You are supposed to come over, invest your money, then leave the country and
wait for a decision (?!). However you can come over on a B-1 (business) visa
and change status to an E-2, but then you're landlocked and unable to leave
the US without losing your status and having to re-apply.

You have to renew every 3-5 years (again the duration is discretionary) and if
you're denied you have a matter of days to sell up and get out.

There is NO route to a green card or citizenship. You are a non-immigrant
alien. Every 3-5 years you have to hope you get renewed. You can be here for
decades and if your renewal doesn't go through, out you go.

The E-2 is a very poor visa program to come in on if you plan to build a life
here. If you don't really, really want to 1) invest everything you have in a
business and 2) do it in the US and 3) leave again once you're done, it's not
ideal.

Alternative routes I'd recommend looking into as a single individual with tech
experience are:

1) Get a job with a US company who will sponsor your visa to come over on an
H1-B, or, if you're a published expert in your field, an O-1. You don't have
to be as famous/expert as you think - I have friends on O visas who are Senior
tech people who have a few conference talks and published articles under their
belt who have qualified. Both have a route to green card/permanent residency.

» Entries
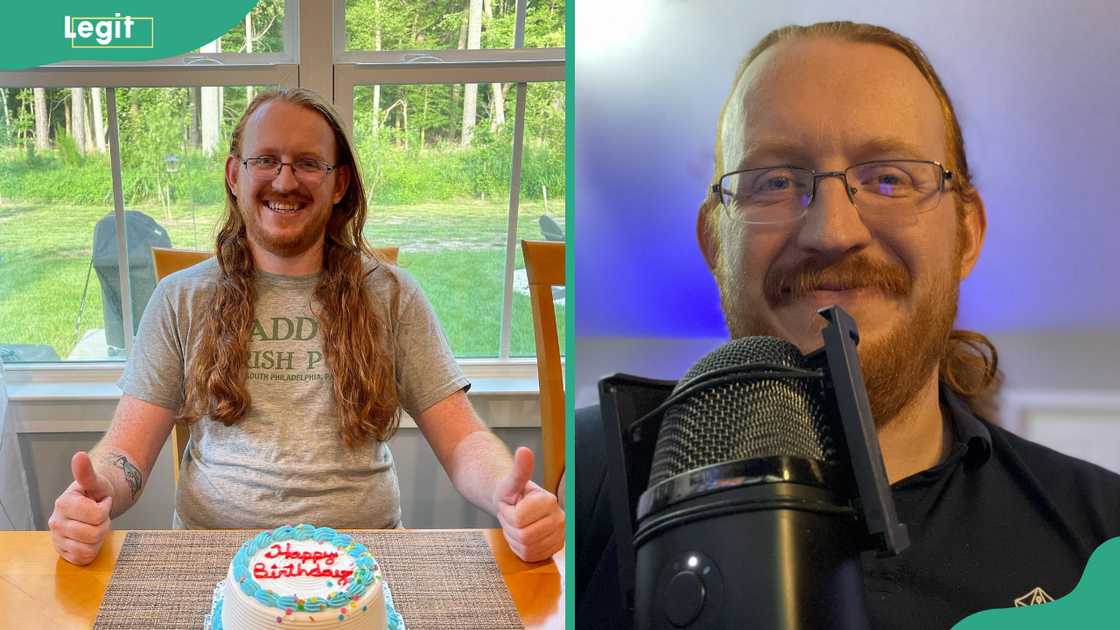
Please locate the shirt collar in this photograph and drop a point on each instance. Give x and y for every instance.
(970, 432)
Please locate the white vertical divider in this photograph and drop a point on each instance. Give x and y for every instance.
(511, 230)
(122, 246)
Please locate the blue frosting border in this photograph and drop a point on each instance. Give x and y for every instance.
(364, 573)
(395, 621)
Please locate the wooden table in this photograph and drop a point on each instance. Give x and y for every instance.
(40, 590)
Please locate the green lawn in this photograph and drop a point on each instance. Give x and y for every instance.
(454, 249)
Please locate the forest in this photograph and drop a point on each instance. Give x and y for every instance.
(436, 161)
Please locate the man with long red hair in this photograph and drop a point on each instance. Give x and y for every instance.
(841, 178)
(290, 354)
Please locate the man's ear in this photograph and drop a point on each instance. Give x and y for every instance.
(972, 232)
(342, 183)
(706, 235)
(232, 172)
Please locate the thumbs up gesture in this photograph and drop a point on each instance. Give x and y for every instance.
(81, 520)
(531, 519)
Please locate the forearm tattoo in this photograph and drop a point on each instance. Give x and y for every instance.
(131, 473)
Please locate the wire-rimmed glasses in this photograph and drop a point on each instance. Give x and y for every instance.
(778, 194)
(309, 170)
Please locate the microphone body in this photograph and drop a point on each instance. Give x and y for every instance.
(766, 555)
(747, 520)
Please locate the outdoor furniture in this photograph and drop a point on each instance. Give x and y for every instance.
(544, 267)
(142, 233)
(550, 229)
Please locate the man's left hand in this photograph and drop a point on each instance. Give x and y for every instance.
(531, 519)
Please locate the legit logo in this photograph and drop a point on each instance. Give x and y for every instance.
(115, 31)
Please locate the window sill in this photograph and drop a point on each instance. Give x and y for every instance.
(56, 398)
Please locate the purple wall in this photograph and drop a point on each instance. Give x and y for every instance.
(1037, 89)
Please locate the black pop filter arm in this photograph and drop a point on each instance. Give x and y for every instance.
(631, 434)
(624, 400)
(846, 385)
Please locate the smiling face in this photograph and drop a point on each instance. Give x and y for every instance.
(826, 103)
(286, 216)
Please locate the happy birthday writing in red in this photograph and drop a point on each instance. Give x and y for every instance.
(297, 568)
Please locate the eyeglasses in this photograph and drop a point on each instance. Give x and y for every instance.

» Aim
Copy the E-2 visa text starting at "You are supposed" and ending at "having to re-apply.", renaming "status" to "standing" wherever it occurs.

» Solution
You are supposed to come over, invest your money, then leave the country and
wait for a decision (?!). However you can come over on a B-1 (business) visa
and change standing to an E-2, but then you're landlocked and unable to leave
the US without losing your standing and having to re-apply.